● What to produce:
Copy out the rows below without any change, starting at the one containing "Localize boy. Express" and ending at the one containing "xmin=0 ymin=243 xmax=52 ymax=305", with both of those included.

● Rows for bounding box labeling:
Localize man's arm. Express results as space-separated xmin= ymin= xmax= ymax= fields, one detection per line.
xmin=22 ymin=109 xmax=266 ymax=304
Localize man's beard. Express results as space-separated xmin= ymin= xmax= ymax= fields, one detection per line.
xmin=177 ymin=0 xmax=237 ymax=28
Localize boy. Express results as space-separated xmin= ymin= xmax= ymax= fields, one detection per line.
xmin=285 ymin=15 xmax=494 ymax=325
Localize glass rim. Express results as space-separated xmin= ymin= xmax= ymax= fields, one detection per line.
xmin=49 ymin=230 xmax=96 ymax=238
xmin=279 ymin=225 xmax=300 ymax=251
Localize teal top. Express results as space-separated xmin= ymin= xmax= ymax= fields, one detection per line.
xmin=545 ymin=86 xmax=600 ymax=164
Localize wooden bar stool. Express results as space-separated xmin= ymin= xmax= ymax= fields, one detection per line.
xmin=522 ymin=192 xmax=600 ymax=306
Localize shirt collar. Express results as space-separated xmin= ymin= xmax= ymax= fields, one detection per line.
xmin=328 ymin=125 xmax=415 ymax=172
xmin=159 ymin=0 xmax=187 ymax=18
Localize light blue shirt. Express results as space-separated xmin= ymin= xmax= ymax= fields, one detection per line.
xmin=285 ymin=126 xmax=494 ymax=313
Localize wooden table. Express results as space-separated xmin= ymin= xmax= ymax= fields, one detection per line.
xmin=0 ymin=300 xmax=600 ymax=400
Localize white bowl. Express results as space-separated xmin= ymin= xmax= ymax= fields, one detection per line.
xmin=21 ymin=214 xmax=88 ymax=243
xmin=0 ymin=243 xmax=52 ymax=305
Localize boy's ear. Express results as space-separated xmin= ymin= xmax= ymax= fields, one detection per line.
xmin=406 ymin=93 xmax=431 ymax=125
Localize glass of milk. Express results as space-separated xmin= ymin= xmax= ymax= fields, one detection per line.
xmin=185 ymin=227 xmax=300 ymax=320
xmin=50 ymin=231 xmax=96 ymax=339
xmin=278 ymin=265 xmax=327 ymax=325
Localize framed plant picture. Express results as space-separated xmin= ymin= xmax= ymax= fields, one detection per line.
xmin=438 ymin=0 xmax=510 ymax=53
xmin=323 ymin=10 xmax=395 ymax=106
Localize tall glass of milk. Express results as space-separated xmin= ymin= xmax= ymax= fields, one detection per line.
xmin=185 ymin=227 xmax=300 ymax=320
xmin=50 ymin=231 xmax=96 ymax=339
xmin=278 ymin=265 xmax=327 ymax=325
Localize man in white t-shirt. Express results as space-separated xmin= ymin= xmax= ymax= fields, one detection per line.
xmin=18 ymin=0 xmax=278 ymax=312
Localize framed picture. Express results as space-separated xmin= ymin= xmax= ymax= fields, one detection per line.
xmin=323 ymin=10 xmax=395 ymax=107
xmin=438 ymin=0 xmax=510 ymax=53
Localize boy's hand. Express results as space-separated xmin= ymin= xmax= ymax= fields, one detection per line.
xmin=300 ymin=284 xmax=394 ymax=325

● Response:
Localize boy. Express results as space-separated xmin= ymin= xmax= ymax= fields, one detection per line.
xmin=285 ymin=15 xmax=494 ymax=325
Localize glass rim. Express results as space-separated xmin= ymin= xmax= ymax= fields, one detection per line.
xmin=49 ymin=230 xmax=96 ymax=238
xmin=279 ymin=225 xmax=300 ymax=251
Localize teal top. Express results as space-separated xmin= ymin= xmax= ymax= fields, one detection per line.
xmin=545 ymin=86 xmax=600 ymax=164
Localize wooden bar stool. Express results as space-separated xmin= ymin= xmax= ymax= fields, one detection per line.
xmin=522 ymin=192 xmax=600 ymax=306
Localize shirt collar. Express results as space-separated xmin= ymin= xmax= ymax= fields, one detection per line.
xmin=328 ymin=125 xmax=415 ymax=172
xmin=159 ymin=0 xmax=187 ymax=18
Localize light blue shirt. Express results as space-separated xmin= ymin= xmax= ymax= fields, one detection per line.
xmin=285 ymin=126 xmax=494 ymax=313
Localize wooden table. Express results as space-separated xmin= ymin= xmax= ymax= fields, one detection per line.
xmin=0 ymin=300 xmax=600 ymax=400
Localize white bowl. Express results as space-separated xmin= ymin= xmax= ymax= fields, one detection per line.
xmin=21 ymin=214 xmax=88 ymax=243
xmin=0 ymin=243 xmax=52 ymax=305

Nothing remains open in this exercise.